■ **Selected excerpt**

::::

- Music: William Penzner
- Lyrics: William Penzner
- Book: William Penzner
- Productions: 1978 San Francisco

= Barbary Coast (musical) =

1978 musical

Barbary Coast is a musical that opened at the Orpheum Theatre in San Francisco on February 28, 1978.

==Background==
William Penzner, author of the unproduced The Count of Ten, was looking for a Broadway transfer, and had put somewhere between $700,000 to one million of his own money producing the show. The show opened on February 28, 1978 at the Orpheum Theatre and closed on March 11, 1978. It was later staged with Eddie Bracken, at the Fisher Theatre, in Detroit in 1983.

==Plot==
The story follows pugilist and saloon owner James J. Corbett and his romance with Nob Hill debutante Cynthia Carter. The story takes place from 1897 to 1906 in San Francisco, and featured a moving cable car on stage, a ballet battle of the Tong Wars, and the 1906 San Francisco earthquake.

==Cast and crew==
The show was directed by Jack Bunch, choreography Ed Nolfi, set design William Morris, costume design Madeline Graneto, lighting design Martin Aronstein, and musical direction Joseph Stecko.

The cast featured Jerry Lanning (James J. Corbett), Marcia Rodd (Cynthia Carter), Ben Wrigley (Biff Mahoney), Lette Rehnolds (Princezz Zara), Gillian Scalici (Rita Lorraine), Philip Kenneally (Trainer, Officer Miority), Dan Ferrone (Rod Van de Vere), Sab Shimono (Captain Chung), Michael Byers (Lee Matson), Lola Fisher (Mrs. Mary R. Carter), Chao-Li Chi (Bing Lu Lee), Timm Fujii (Kim), Jack Driscoll (Joe Choynski), Marnie Mosiman (Lillian Russell, Ensemble), Michael Magnusen (Dispatcher, Reporter, Ensemble), Charles Spoerri (Referee, Ensemble), Roxann Pyle (Carrie Nation, Cabaret Girl, Ensemble), M.G. Hawkins (C. Barrington Fairchild, Reporter, Cabaret Girl, Ensemble), Richard Laster (Organ Grinder, Ensemble), Helena Andreyko (Cabaret Girl, Ensemble), Cynthia DeVore (Cabaret Girl, Ensemble), Mary Ann Dunroe (Cabaret Girl, Ensemble), Spence Ford (Cabaret Girl, Ensemble), Alyson Reed (Cabaret Girl, Ensemble), Lynne Savage (Cabaret Girl, Ensemble), Jeffrey Reynolds (Reporter, Ensemble), James Whitson (Reporter, Ensemble). The ensemble featured James D Armstrong, Eileen Duffy, Catherine Fiasca, Terry Iten, Carla Manning, Brad Maule, Brian Taylor, Leslie Tinnaro, Kathy Vestuto, John Addis, Ron Cisneros, Denny Martin Flinn, Shuan Soo Lee, Ricky Schussel, Wilfredo Suarez, and a monkey named Charlie.

::::

■ **Source data**
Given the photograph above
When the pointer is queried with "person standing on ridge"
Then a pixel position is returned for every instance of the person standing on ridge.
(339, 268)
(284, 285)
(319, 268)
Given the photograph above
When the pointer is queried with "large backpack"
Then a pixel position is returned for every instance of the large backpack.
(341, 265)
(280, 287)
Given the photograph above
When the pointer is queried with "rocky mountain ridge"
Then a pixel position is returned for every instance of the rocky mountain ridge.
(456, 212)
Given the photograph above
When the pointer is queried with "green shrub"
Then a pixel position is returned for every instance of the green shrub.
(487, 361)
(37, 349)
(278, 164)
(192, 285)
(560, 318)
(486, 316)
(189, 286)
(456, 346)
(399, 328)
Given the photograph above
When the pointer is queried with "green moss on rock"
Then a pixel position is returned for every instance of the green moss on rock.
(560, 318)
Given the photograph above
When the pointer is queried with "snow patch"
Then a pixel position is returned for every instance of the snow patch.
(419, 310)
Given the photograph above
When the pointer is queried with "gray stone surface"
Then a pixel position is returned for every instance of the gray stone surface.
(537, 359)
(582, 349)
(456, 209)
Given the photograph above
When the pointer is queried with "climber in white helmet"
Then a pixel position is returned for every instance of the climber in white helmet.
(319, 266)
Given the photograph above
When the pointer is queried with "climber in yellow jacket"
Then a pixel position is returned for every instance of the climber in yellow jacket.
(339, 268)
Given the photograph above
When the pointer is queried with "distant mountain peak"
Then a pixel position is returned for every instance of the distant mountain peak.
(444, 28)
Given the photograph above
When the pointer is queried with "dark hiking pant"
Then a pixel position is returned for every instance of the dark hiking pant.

::::

■ **List of tasks**
**1)** In the Barbary Coast article, switch "Broadway" to "West End" and reproduce the passage between "- Music: William" and "Detroit in 1983.", inclusive.
**2)** Select every line of the entries above that contains the string "white" and copy each one out.

■ **Results in order**
**1)**
- Music: William Penzner
- Lyrics: William Penzner
- Book: William Penzner
- Productions: 1978 San Francisco

= Barbary Coast (musical) =

1978 musical

Barbary Coast is a musical that opened at the Orpheum Theatre in San Francisco on February 28, 1978.

==Background==
William Penzner, author of the unproduced The Count of Ten, was looking for a West End transfer, and had put somewhere between $700,000 to one million of his own money producing the show. The show opened on February 28, 1978 at the Orpheum Theatre and closed on March 11, 1978. It was later staged with Eddie Bracken, at the Fisher Theatre, in Detroit in 1983.

**2)**
When the pointer is queried with "climber in white helmet"
Then a pixel position is returned for every instance of the climber in white helmet.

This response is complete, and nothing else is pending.